Extract the full listing verbatim and drop any pictures from your copy.
--
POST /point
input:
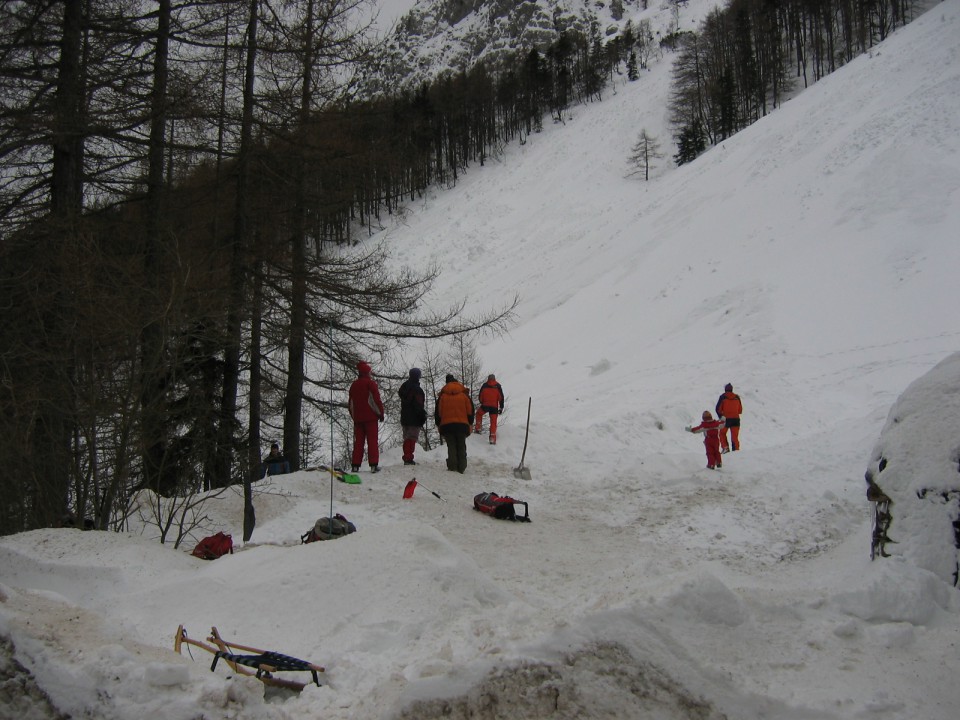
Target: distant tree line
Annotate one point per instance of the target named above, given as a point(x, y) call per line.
point(181, 191)
point(748, 55)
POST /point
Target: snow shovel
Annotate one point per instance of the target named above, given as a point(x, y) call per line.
point(412, 485)
point(521, 471)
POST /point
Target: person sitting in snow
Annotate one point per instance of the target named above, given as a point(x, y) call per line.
point(711, 439)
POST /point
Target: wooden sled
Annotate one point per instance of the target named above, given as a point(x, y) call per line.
point(262, 664)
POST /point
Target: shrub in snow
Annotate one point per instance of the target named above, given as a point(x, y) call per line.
point(913, 477)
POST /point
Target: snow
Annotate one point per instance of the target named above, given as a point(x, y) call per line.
point(810, 261)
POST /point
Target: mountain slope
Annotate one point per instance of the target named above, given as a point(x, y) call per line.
point(772, 245)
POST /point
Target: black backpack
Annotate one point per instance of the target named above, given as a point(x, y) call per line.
point(328, 529)
point(502, 507)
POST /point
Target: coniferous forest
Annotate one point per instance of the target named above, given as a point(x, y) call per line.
point(184, 190)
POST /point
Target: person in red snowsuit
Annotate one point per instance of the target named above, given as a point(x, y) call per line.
point(711, 439)
point(490, 400)
point(729, 408)
point(366, 410)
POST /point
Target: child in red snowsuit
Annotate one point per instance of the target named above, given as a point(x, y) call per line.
point(711, 438)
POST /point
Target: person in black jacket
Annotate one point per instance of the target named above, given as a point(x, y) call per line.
point(413, 414)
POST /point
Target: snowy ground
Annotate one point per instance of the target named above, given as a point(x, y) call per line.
--
*Output of the exercise*
POST /point
input:
Target: distant tree line
Annotate one point per instance of the target named above, given as a point(x, y) call per line.
point(181, 191)
point(748, 55)
POST /point
Target: snow shovel
Annotate one point per instance of the target named above, given as a point(x, y) call per line.
point(412, 485)
point(521, 471)
POST /point
Target: person sitting in snow
Annotate one point per instance of the target named above, given as a point(x, y) call per line.
point(711, 439)
POST /point
Target: wooden sled
Annotate one point per instance of the target named above, given as a point(x, y) call per line.
point(262, 664)
POST /point
Target: shrub in snow
Annotate one point per instance of the target named above, given as a point(x, y) call per line.
point(913, 477)
POST /point
Target: snow
Annotate one point per instance of the target named above, given as a point(x, y) call per line.
point(810, 261)
POST /point
Target: mountain slope
Annotate one point per instance of the target named above, given as a point(x, y) call per line.
point(772, 245)
POST /point
Target: black backpack
Annotate one point per instance of the target named above, given as a point(x, y) call per line.
point(328, 529)
point(502, 507)
POST /point
Target: coniferous forest
Annotate one point per instance of the target named above, given as a point(x, y) call per line.
point(184, 190)
POST /point
Target: person in red snowsuit
Annotate one point per instance of the target named above, given as a point(x, y) call per line.
point(711, 439)
point(490, 400)
point(729, 408)
point(366, 410)
POST /point
Target: child in red snowsuit
Annotate one point per instance of the target named above, given as a point(x, y) call per line.
point(711, 438)
POST /point
Target: person in black jacket
Annotate one point per instance of the target named above, given as a point(x, y) call per line.
point(413, 414)
POST /point
Target: snowy ground
Annotate one point per instance of the target named above, given as a point(x, y) call per line.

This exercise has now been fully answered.